*PROBLEMS AND TASKS*
(a) Read the three statements below and decide whether each one agrees with the concert review. (i) The show took place at the Saban Theatre in Beverly Hills. (ii) The set list was mostly songs about love and romance. (iii) In the middle of the show, audience members were invited to share their own stories. For each statement, answer yes or no and quote the words of the review that settle it.
(b) Output the stretch of the concert review from "11 February 2017, Saban" through "unnerving and long-winded.", copied word for word.
(c) Go on with the concert review, starting after its last sentence.

*EXCERPTED TEXT*

::::::::::

11 February 2017, Saban Theatre, Beverly Hills, CA
This was a sweet, tender, and just slightly odd night. Sweet and tender because of three women whose voices individually and separately are delightful, whose signature songs are weighty and whose humility is endearing. Just a little odd because it was primarily a set list of songs about loss and grief and in the middle of the show the house lights were turned on and audience members were invited to share their own stories of loss and grief, and for that part it became seminar-like and, despite the compassion from the ladies on stage, a little unnerving and long-winded.

::::::::::

*RECORD EXCERPTS*
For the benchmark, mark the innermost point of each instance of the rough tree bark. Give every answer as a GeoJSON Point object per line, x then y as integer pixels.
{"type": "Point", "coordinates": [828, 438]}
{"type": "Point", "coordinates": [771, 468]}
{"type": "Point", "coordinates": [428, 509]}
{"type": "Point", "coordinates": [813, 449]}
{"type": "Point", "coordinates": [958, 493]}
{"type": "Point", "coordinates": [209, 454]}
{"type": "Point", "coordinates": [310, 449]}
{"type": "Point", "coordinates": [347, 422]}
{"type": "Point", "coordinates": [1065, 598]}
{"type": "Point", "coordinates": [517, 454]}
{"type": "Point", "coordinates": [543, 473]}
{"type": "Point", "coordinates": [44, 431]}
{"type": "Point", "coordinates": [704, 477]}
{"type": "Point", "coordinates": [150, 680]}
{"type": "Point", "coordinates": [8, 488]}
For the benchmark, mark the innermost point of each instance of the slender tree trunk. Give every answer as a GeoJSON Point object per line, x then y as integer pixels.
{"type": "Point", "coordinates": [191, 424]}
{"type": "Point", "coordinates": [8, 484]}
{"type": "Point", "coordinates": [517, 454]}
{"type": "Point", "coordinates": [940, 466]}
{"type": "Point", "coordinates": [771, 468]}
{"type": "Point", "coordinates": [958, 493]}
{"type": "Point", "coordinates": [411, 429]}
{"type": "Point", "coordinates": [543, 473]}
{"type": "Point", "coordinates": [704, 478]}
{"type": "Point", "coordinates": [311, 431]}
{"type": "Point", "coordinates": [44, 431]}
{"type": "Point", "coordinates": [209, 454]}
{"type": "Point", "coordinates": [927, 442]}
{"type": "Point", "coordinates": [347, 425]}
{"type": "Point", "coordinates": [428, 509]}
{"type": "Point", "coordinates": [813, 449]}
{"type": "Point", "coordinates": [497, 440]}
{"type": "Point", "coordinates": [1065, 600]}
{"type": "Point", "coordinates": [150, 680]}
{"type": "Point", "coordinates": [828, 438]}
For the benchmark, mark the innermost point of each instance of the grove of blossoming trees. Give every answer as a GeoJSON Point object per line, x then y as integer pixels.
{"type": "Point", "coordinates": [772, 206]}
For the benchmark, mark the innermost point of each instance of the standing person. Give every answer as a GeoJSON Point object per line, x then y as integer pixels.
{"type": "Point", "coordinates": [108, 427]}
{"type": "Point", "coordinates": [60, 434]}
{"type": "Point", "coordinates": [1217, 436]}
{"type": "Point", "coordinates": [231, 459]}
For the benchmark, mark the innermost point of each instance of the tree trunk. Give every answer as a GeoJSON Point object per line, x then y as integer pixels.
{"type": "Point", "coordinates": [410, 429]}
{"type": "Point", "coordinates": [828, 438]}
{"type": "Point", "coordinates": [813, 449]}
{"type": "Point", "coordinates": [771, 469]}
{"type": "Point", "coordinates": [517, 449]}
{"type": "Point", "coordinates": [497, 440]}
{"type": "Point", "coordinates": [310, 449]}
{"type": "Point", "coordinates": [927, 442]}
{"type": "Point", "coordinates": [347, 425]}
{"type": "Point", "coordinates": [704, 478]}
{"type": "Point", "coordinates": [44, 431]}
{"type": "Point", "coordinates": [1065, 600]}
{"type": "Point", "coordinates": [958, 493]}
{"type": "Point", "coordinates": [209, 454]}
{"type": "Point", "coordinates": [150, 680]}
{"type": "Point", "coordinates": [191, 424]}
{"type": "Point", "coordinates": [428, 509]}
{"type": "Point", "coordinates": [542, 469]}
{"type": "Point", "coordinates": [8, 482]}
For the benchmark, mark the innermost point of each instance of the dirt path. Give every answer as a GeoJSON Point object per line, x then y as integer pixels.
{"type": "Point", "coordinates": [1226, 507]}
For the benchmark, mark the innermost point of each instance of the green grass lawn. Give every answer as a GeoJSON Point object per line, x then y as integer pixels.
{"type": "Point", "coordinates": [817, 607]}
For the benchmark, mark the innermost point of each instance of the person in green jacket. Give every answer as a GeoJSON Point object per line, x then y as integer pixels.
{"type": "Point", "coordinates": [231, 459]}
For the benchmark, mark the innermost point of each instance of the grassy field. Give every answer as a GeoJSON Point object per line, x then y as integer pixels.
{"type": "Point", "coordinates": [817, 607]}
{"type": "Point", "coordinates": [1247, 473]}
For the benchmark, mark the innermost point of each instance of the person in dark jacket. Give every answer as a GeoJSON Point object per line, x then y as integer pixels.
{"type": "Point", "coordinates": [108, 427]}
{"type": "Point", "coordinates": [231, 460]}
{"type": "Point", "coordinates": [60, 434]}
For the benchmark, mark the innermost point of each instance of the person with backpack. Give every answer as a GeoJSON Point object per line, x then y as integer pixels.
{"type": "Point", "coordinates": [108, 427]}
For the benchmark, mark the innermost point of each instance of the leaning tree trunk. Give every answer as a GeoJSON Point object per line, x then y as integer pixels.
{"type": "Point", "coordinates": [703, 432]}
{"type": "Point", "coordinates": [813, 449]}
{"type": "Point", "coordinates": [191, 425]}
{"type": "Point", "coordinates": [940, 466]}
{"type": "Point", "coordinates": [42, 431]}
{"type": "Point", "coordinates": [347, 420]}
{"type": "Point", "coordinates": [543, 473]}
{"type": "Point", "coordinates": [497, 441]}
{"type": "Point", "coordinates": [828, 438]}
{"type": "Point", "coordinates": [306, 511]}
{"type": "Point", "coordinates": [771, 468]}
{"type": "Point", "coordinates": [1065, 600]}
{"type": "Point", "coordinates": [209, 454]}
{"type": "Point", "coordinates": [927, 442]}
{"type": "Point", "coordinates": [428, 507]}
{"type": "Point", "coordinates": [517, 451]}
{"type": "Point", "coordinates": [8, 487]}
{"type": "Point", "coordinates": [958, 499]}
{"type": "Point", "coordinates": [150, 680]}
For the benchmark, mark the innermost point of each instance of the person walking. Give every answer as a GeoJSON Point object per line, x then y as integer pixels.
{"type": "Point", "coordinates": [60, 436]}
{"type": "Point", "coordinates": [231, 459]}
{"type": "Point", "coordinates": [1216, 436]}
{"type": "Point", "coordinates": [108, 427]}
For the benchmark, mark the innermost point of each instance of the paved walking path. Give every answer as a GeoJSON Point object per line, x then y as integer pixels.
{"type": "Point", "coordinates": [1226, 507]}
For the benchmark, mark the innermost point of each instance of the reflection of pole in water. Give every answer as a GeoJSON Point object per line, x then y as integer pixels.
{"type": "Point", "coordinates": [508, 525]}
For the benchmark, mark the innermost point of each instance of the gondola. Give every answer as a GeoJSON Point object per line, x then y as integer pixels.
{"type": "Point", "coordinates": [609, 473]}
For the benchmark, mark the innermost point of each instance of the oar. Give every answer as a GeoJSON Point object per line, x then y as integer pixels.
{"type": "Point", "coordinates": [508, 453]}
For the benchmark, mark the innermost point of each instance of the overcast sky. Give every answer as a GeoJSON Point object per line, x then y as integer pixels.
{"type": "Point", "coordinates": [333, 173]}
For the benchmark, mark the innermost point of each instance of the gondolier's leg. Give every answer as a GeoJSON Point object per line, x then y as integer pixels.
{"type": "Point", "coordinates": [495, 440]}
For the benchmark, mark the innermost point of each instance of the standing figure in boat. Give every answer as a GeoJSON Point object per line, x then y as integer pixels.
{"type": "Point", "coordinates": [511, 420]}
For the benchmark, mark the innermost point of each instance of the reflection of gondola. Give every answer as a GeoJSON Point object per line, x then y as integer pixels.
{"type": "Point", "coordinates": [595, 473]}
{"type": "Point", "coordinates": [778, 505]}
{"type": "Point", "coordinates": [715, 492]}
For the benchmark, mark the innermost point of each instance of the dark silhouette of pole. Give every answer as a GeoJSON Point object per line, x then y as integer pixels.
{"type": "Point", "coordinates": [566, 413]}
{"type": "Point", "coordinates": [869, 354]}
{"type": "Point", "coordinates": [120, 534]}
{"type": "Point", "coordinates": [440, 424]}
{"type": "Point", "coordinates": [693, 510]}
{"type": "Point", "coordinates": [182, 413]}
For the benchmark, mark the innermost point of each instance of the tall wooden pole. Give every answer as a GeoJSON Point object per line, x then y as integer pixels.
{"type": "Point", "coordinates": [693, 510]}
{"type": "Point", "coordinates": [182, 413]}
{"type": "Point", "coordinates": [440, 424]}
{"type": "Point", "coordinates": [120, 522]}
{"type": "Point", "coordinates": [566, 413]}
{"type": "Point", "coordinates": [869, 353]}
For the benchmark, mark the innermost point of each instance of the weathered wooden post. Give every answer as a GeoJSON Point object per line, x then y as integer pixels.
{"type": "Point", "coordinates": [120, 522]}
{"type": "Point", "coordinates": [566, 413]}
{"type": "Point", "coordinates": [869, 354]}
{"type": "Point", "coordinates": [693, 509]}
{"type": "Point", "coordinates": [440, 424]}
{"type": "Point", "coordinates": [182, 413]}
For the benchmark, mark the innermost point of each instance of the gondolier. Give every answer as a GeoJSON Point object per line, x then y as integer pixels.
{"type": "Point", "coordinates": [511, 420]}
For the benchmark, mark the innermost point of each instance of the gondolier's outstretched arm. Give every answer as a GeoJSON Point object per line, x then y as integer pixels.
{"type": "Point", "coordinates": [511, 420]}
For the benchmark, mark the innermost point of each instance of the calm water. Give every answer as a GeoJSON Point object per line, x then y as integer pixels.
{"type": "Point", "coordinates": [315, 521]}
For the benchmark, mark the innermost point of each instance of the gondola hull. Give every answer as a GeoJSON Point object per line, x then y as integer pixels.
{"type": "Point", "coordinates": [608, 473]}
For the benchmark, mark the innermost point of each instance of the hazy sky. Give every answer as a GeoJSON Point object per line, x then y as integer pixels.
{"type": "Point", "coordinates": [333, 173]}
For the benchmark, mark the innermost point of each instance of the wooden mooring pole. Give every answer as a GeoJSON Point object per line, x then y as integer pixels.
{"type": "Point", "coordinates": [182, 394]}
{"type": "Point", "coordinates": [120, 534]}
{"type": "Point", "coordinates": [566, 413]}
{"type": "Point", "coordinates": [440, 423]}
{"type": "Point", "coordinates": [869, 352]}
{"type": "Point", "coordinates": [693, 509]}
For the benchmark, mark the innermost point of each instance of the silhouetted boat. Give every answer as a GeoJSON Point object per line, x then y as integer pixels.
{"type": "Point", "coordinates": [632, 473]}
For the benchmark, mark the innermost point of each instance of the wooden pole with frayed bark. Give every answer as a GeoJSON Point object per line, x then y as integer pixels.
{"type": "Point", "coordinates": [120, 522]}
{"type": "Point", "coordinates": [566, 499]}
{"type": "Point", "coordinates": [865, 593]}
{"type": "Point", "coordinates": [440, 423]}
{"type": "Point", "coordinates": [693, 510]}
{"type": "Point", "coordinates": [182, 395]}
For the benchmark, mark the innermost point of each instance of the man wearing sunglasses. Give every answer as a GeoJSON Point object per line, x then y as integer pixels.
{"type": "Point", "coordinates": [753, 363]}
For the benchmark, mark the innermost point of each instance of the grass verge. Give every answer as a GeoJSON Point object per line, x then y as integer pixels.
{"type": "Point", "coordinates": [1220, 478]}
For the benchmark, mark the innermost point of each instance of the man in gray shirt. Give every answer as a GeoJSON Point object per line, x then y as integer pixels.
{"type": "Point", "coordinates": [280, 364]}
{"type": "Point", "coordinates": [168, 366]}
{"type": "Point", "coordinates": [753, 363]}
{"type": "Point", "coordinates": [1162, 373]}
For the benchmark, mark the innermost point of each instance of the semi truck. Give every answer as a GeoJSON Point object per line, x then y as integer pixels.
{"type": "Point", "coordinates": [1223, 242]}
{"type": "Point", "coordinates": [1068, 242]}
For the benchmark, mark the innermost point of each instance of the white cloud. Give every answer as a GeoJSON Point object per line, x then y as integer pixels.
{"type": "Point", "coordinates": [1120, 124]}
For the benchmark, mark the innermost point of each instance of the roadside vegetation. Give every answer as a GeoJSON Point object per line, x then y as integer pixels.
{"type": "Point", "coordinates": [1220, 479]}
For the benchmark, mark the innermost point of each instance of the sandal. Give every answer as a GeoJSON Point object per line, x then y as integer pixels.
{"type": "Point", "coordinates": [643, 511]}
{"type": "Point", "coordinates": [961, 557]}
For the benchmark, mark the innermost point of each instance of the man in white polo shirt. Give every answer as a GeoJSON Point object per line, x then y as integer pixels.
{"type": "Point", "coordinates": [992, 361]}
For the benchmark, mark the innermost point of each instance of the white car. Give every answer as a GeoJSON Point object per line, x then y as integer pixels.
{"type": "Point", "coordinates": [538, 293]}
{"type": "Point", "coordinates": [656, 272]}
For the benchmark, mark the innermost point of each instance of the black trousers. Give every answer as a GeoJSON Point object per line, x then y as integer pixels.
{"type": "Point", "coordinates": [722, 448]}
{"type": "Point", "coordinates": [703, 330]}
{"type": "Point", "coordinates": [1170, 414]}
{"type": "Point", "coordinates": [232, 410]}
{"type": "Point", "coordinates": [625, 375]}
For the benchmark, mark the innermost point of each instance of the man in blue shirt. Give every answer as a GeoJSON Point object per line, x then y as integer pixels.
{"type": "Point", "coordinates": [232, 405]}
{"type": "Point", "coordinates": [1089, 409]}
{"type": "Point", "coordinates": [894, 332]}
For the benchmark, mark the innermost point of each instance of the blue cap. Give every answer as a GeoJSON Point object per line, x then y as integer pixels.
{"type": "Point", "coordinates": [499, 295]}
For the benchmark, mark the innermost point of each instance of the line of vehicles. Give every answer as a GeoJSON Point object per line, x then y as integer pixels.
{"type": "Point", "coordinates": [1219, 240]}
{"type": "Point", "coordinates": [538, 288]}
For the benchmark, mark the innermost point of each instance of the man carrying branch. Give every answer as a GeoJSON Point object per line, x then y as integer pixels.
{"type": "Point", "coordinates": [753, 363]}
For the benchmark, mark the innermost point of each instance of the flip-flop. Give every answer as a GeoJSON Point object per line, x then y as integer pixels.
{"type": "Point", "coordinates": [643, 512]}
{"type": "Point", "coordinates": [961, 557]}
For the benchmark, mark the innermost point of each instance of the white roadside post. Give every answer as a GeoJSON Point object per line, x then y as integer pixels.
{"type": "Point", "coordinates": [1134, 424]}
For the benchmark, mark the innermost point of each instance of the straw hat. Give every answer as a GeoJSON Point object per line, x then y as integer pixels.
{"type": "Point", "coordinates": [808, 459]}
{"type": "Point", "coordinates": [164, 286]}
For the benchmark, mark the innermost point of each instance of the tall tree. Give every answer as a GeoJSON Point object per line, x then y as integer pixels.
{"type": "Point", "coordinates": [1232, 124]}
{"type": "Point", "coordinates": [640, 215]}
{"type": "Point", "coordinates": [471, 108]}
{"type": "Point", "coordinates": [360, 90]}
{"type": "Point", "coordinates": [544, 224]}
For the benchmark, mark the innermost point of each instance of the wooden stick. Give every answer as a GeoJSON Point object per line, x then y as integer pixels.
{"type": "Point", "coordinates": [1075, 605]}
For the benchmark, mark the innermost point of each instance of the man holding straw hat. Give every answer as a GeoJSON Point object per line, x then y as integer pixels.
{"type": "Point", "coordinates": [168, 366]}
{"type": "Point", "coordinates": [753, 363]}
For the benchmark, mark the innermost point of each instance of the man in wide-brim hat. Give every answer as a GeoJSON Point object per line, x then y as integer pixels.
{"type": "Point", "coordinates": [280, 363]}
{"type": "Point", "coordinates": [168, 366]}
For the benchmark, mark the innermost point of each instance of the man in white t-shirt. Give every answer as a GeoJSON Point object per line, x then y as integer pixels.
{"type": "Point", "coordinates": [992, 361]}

::::::::::

*ANSWERS TO THE TASKS*
(a)
(i) Yes: "11 February 2017, Saban Theatre, Beverly Hills, CA"
(ii) No: "it was primarily a set list of songs about loss and grief"
(iii) Yes: "in the middle of the show the house lights were turned on and audience members were invited to share their own stories of loss and grief"

(b)
11 February 2017, Saban Theatre, Beverly Hills, CA
This was a sweet, tender, and just slightly odd night. Sweet and tender because of three women whose voices individually and separately are delightful, whose signature songs are weighty and whose humility is endearing. Just a little odd because it was primarily a set list of songs about loss and grief and in the middle of the show the house lights were turned on and audience members were invited to share their own stories of loss and grief, and for that part it became seminar-like and, despite the compassion from the ladies on stage, a little unnerving and long-winded.

(c)
Thankfully, it mainly was a music concert. And here were Olivia Newton-John and Beth Nielsen Chapman, whom I’ve known and loved for a long time, and who between them have suffered more than enough loss and illness, and their friend, Canadian songstress Amy Sky, whom I was unaware of until the trio released their Liv On album last year, and who also has some moving personal stories about loss and illness. So the emotional power on stage and in the audience was pretty intense. The themes of grief and gratitude made for some enlightening and uplifting music, and the songs that featured the three voices in perfect unison, like the one that opens their album, “My Heart Goes Out To You”, were quite glorious, especially as their voices are strikingly different, yet melded together seamlessly.
But these are all famous solo artists and most of the songs showcased each singer’s own demeanour and vocal style, with all their interesting inner contrasts. Olivia is demure, but her voice is more powerful than you might ever imagine if you’ve never heard her live. Beth is unaffected but the soulfulness in her music and life experience brings an edge to her live singing that can take you aback. And Amy is the firecracker of the three, her delivery somewhere between rock and gospel, her smile bright enough to light up a big sky. (Pun intended, I guess. It just came off the keyboard as I typed!)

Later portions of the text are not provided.